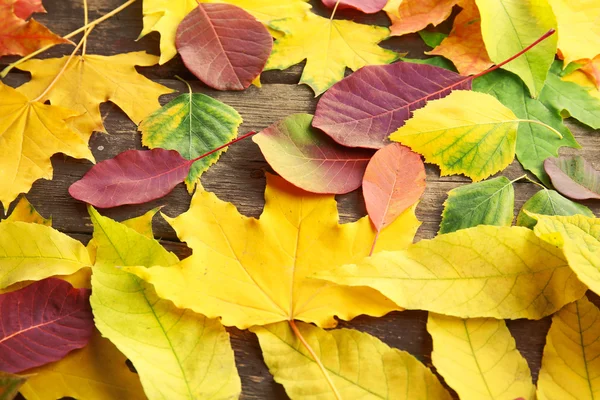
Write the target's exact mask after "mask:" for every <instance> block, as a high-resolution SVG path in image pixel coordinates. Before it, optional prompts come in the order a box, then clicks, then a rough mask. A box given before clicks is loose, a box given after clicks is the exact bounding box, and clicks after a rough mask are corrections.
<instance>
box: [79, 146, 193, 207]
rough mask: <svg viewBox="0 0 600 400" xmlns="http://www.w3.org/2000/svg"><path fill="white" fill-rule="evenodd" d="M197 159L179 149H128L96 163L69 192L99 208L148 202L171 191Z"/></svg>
mask: <svg viewBox="0 0 600 400" xmlns="http://www.w3.org/2000/svg"><path fill="white" fill-rule="evenodd" d="M194 161H195V160H190V161H188V160H186V159H185V158H183V157H182V156H181V155H180V154H179V153H178V152H177V151H175V150H165V149H161V148H156V149H152V150H127V151H124V152H123V153H121V154H119V155H117V156H116V157H115V158H112V159H110V160H105V161H102V162H100V163H98V164H96V165H94V166H93V167H92V168H91V169H90V170H89V171H88V172H87V173H86V174H85V175H84V176H83V178H82V179H80V180H78V181H77V182H75V183H73V184H72V185H71V187H70V188H69V193H70V194H71V196H73V197H74V198H76V199H77V200H81V201H84V202H86V203H89V204H92V205H93V206H95V207H98V208H109V207H116V206H120V205H124V204H141V203H145V202H147V201H151V200H154V199H158V198H160V197H163V196H166V195H167V194H169V193H170V192H171V191H172V190H173V188H174V187H175V186H177V184H179V183H181V182H183V180H184V179H185V177H186V176H187V175H188V172H189V170H190V167H191V165H192V163H193V162H194Z"/></svg>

EXERCISE DETAILS: Print the material above verbatim, no images.

PROBLEM SOLUTION:
Write the target's exact mask after "mask:" for every <instance> block, as a high-resolution SVG path in image pixel coordinates. Before it, optional prompts come in the order a box, then clicks, then a rough mask. A box given before clicks is loose, a box given after clicks is the exact bounding box, and clicks after a rough mask are corrections.
<instance>
box: [79, 146, 193, 207]
rough mask: <svg viewBox="0 0 600 400" xmlns="http://www.w3.org/2000/svg"><path fill="white" fill-rule="evenodd" d="M197 159L179 149H128L96 163L69 192L99 208L148 202L171 191Z"/></svg>
mask: <svg viewBox="0 0 600 400" xmlns="http://www.w3.org/2000/svg"><path fill="white" fill-rule="evenodd" d="M194 161H195V160H190V161H188V160H186V159H185V158H183V157H182V156H181V155H180V154H179V153H178V152H177V151H175V150H165V149H161V148H156V149H152V150H127V151H124V152H123V153H121V154H119V155H117V156H116V157H115V158H112V159H110V160H105V161H102V162H100V163H98V164H96V165H94V166H93V167H92V168H91V169H90V170H89V171H88V172H87V173H86V174H85V175H84V176H83V178H82V179H80V180H78V181H77V182H75V183H73V184H72V185H71V187H70V188H69V193H70V194H71V196H73V197H74V198H76V199H77V200H81V201H84V202H86V203H89V204H92V205H93V206H95V207H98V208H109V207H116V206H120V205H124V204H141V203H145V202H147V201H151V200H154V199H158V198H160V197H163V196H166V195H167V194H169V193H170V192H171V191H172V190H173V188H174V187H175V186H177V184H179V183H181V182H183V180H184V179H185V177H186V176H187V175H188V172H189V170H190V167H191V165H192V163H193V162H194Z"/></svg>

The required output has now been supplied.